___ Dataset excerpts ___

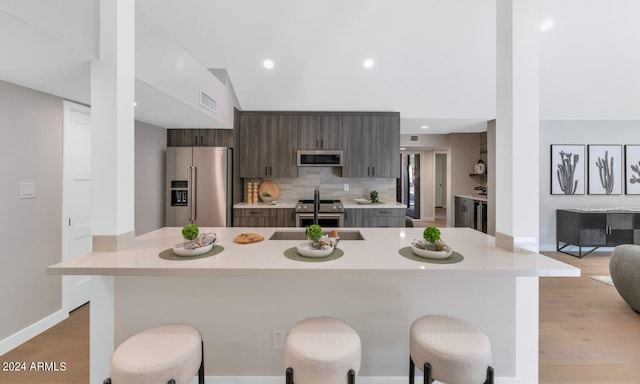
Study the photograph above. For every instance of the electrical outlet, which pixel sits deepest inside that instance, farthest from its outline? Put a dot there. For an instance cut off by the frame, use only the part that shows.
(278, 338)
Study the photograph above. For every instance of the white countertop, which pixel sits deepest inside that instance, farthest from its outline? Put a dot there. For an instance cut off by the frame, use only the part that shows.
(277, 204)
(377, 254)
(473, 197)
(351, 204)
(347, 203)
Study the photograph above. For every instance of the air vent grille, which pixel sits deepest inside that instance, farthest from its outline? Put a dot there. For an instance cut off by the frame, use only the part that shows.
(208, 102)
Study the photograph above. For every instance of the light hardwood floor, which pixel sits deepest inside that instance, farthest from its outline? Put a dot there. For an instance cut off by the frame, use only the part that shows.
(588, 334)
(67, 342)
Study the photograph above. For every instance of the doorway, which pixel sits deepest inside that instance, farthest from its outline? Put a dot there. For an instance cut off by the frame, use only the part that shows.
(411, 184)
(76, 199)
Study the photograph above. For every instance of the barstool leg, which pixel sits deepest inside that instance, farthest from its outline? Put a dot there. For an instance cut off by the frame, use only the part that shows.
(201, 370)
(289, 376)
(412, 370)
(489, 375)
(427, 373)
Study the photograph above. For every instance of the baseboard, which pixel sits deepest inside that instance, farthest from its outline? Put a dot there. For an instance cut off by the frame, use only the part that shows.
(359, 380)
(32, 331)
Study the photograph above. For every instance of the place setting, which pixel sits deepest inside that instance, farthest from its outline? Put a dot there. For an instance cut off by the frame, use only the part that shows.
(196, 245)
(431, 249)
(319, 247)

___

▶ Try it
Copy out the lines beginning at the one that contains "Study the photograph above. For every instance of the air". Stop at the final line of the data, and include it.

▶ Exercise solution
Study the photograph above. For every instance of the air vent grille, which pixel sits deepest inside that instance, farthest from its outline? Put a dot there. For an instance cut off by the frame, use only the part that shows.
(208, 102)
Study the photograph above. For every instance of the light hardwood floor, which pixel sits deepest inside that instance, farthest from its outline? Put a dot there. For an instance cut off by the frame, use only the part that shows.
(588, 334)
(67, 342)
Study the photograph above. For every instance of the doorway, which pixel sits deepest inside that instance, farthest from its outline? Put a dot there. For an instance cut off by the frame, use only the part that shows.
(411, 184)
(76, 199)
Study the photograph above. For every instance of the barstool leg, which pixel sits deepest inside that instance, farthest from its outline? Put a dot there. For an instance cut off by the frame, use only the part that shows.
(201, 370)
(289, 376)
(412, 370)
(489, 375)
(427, 373)
Study the photograph above. For every instance of the baseboard, which pixel sits deepest inside that instance, farthest from its outline? Put a dot there. For an instance cut off by the frame, use only the part that shows.
(359, 380)
(32, 331)
Study the photograph above. For every instance of the place setting, which pixel sits deepest inside that instance, farthest from its outline? Put a dot there. For an instance cut off by the frame, use only the part that shows.
(196, 245)
(431, 249)
(319, 247)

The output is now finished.